Consigne: Reproduisez telles quelles les lignes du listing, à partir de celle qui contient "Task: for each" et jusqu'à celle qui contient "positive clicks: (508, 676)", ces deux lignes comprises.
________________________
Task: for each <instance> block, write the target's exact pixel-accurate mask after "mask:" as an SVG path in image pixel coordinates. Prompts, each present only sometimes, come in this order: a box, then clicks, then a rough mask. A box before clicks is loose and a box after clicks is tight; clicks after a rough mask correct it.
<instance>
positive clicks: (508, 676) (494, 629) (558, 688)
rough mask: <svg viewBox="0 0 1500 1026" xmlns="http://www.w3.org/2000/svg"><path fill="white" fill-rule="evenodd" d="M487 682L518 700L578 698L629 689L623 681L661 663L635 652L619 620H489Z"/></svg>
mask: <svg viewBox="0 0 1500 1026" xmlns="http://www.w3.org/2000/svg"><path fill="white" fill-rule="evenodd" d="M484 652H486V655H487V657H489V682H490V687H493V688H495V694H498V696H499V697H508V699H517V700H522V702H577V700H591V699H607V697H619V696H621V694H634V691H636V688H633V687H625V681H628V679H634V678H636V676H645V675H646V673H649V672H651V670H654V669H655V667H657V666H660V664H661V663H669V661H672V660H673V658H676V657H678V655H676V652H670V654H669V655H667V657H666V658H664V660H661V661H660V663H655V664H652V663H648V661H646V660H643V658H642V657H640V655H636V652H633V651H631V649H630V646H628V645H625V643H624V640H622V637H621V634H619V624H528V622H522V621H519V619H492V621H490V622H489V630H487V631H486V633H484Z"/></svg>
________________________
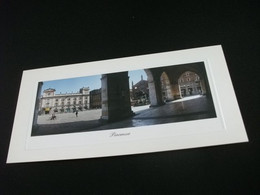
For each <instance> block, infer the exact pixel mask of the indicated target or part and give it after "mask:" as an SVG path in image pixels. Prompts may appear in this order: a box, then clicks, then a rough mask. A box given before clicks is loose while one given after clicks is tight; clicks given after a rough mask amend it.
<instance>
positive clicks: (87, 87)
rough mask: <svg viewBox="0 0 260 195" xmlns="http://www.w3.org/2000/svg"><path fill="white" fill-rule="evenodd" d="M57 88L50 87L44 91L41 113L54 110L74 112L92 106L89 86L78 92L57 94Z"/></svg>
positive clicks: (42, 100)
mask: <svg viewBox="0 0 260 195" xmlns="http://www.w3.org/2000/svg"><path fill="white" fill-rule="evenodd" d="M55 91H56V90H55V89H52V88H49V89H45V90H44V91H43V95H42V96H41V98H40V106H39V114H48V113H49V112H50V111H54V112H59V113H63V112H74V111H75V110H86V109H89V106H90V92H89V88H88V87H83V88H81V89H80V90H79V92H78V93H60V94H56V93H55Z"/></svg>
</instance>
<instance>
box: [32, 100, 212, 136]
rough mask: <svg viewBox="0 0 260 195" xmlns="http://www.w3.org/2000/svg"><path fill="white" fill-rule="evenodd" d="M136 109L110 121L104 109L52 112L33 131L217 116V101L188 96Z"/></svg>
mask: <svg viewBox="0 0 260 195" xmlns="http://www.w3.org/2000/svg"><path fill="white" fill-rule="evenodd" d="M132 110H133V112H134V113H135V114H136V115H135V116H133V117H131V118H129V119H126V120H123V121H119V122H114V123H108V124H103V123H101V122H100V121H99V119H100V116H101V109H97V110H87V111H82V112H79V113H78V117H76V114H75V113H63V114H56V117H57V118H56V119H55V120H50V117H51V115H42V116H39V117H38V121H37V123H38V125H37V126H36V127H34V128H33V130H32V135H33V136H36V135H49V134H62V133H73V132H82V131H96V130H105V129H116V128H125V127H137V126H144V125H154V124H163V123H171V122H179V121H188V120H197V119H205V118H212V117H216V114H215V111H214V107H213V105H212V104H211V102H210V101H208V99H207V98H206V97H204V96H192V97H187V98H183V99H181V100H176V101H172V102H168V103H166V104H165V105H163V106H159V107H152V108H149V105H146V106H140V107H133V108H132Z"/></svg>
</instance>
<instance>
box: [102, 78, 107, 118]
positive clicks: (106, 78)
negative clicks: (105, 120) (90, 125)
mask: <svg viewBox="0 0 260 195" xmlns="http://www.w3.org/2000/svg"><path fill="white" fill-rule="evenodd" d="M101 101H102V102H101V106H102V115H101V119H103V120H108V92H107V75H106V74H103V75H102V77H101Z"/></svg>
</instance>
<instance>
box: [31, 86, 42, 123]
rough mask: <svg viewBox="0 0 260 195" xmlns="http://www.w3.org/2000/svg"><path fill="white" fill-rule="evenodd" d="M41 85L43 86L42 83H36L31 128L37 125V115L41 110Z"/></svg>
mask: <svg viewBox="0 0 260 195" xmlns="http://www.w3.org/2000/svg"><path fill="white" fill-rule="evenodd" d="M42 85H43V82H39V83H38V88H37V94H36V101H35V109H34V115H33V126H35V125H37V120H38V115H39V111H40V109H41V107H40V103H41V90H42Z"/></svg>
________________________
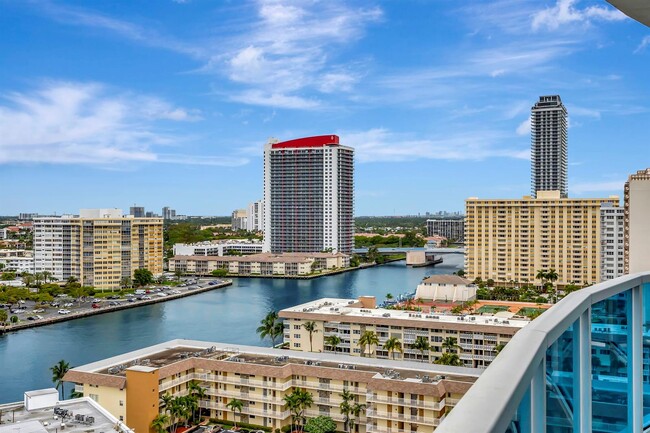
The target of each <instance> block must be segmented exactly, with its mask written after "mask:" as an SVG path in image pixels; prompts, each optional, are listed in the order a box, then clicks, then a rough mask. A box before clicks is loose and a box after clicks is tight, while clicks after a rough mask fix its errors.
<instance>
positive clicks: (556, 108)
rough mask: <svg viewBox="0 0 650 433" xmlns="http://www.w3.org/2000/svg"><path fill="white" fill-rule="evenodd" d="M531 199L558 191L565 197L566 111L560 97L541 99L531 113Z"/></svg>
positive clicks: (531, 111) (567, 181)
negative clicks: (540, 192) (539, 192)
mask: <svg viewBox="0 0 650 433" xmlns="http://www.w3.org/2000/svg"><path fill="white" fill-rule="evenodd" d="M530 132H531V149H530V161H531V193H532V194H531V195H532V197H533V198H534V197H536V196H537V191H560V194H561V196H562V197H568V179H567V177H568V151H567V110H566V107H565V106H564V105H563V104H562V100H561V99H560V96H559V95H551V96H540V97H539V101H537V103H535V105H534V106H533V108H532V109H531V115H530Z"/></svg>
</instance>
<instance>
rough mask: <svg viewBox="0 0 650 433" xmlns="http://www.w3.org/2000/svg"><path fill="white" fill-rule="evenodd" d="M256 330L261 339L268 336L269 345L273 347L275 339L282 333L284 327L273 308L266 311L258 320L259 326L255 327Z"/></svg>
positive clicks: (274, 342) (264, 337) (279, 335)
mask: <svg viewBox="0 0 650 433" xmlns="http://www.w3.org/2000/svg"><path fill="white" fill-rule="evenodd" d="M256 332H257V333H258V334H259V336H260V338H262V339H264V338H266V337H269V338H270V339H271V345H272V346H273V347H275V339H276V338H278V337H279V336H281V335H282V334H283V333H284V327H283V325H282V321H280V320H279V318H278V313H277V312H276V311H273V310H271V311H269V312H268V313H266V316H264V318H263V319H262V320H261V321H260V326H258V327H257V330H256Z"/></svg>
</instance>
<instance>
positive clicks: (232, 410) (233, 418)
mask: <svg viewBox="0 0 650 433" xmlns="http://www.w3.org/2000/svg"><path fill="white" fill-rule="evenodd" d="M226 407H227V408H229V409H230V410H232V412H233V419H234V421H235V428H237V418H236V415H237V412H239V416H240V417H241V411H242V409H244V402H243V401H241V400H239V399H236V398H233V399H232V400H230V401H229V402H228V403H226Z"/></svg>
________________________
Réponse attendue:
Task: for each <instance> block, write the target's exact pixel-accurate mask after "mask:" as an SVG path in image pixel coordinates. Prompts, each present only sometimes, come in this order: a box, then clicks, then a rough mask. A box before clicks is loose and a box after clicks is tight; clicks after a rough mask correct it.
<instance>
positive clicks: (508, 676) (494, 629) (558, 688)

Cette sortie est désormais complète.